Point labeling dataset excerpts
▼▼▼

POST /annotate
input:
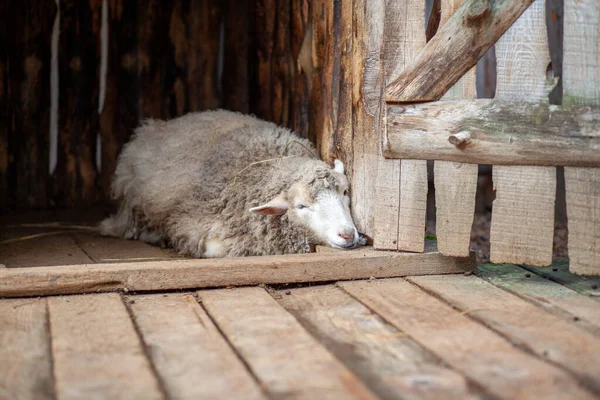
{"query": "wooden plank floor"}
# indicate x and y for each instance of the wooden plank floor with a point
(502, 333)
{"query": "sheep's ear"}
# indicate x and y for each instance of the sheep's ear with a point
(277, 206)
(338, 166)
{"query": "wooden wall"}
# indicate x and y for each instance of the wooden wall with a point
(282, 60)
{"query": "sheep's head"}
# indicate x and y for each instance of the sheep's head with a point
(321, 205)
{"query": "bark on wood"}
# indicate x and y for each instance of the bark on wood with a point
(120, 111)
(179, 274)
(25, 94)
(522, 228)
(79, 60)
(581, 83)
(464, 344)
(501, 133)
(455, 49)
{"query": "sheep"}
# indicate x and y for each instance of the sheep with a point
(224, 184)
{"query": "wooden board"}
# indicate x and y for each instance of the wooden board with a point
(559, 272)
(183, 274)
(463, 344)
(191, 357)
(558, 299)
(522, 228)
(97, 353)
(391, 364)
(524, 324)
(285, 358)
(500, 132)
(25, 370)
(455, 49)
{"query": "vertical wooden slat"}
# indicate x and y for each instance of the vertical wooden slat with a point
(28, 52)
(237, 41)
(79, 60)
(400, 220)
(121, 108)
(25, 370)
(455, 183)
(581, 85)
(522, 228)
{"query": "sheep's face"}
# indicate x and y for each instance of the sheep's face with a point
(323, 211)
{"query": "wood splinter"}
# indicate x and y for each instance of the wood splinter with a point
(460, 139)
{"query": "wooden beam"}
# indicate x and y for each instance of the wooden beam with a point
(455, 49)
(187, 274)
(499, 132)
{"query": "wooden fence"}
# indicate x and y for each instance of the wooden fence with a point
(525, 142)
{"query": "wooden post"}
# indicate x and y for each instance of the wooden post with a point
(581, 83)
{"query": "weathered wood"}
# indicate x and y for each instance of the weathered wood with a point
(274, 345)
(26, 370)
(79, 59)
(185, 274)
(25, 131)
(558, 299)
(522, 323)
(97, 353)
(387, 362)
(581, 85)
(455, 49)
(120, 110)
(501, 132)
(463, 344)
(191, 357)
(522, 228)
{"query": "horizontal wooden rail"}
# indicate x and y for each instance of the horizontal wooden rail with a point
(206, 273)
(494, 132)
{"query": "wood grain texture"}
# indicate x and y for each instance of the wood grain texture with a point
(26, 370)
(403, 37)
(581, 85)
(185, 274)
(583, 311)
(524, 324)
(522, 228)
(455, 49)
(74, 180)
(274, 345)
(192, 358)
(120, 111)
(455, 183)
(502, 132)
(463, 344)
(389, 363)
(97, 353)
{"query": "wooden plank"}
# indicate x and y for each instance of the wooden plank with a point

▲▲▲

> WRITTEN EXERCISE:
Every line above should be returned exactly; the pictures stay out.

> OUTPUT OF THE TASK:
POST /annotate
input:
{"query": "wooden plank floor"}
# indicate x and y for each instance of the wooden plank floor with a point
(502, 333)
{"query": "sheep's ear"}
# indicate x and y for each instance of the sheep's ear with a point
(277, 206)
(338, 166)
{"query": "wooden wall"}
# indicate x and y for each instance of the wooden wall with a point
(282, 60)
{"query": "sheep's head"}
# indicate x and y for each instance of the sheep's head with a point
(321, 205)
{"query": "bark on wood"}
# indicate x and y for each instance of the bark on wood with a point
(120, 111)
(179, 274)
(25, 94)
(522, 228)
(79, 60)
(581, 83)
(464, 344)
(501, 133)
(455, 49)
{"query": "sheep"}
# indicate x and y for each instance of the sheep with a point
(224, 184)
{"query": "wooden board"}
# indicate x and y for each instance of the wooden board with a point
(559, 272)
(183, 274)
(463, 344)
(191, 357)
(558, 299)
(522, 228)
(97, 353)
(391, 364)
(524, 324)
(285, 358)
(500, 132)
(25, 370)
(455, 49)
{"query": "vertical wooden slat"}
# indicate x and y for each instance of the vertical wooden slat with a point
(28, 52)
(237, 41)
(79, 60)
(400, 220)
(121, 108)
(25, 370)
(455, 183)
(581, 85)
(522, 228)
{"query": "sheep's face"}
# indicate x and y for each instance of the sheep's face with a point
(323, 211)
{"query": "wood splinter"}
# indicate x and y for each instance of the wood splinter with a point
(460, 139)
{"query": "wooden beam"}
# indicate x and y for each instance of the wooden beam with a point
(455, 49)
(187, 274)
(499, 132)
{"query": "wooden fence"}
# indicate x and y for each instance of the wooden fence with a point
(525, 142)
{"query": "wooden post"}
# indicate x and y for each instance of the wooden post with a point
(581, 83)
{"query": "weathered wood"}
# indicate x and y for each instance of the weathered wood with a point
(274, 345)
(26, 370)
(79, 59)
(185, 274)
(25, 131)
(558, 299)
(522, 323)
(97, 353)
(387, 362)
(581, 85)
(455, 49)
(120, 110)
(501, 132)
(463, 344)
(191, 357)
(522, 228)
{"query": "horizontal wooden rail"}
# indicate x and y for each instance of the horizontal wooden rail with a point
(206, 273)
(494, 132)
{"query": "wood grain texture"}
# indicate x and y for each instance of the wood grain texture with a point
(26, 370)
(403, 37)
(581, 85)
(185, 274)
(583, 311)
(524, 324)
(522, 228)
(455, 49)
(74, 180)
(274, 345)
(192, 358)
(120, 111)
(455, 183)
(502, 132)
(463, 344)
(389, 363)
(97, 353)
{"query": "wooden plank"}
# indicate x and y for each instance of the wooden plank with a point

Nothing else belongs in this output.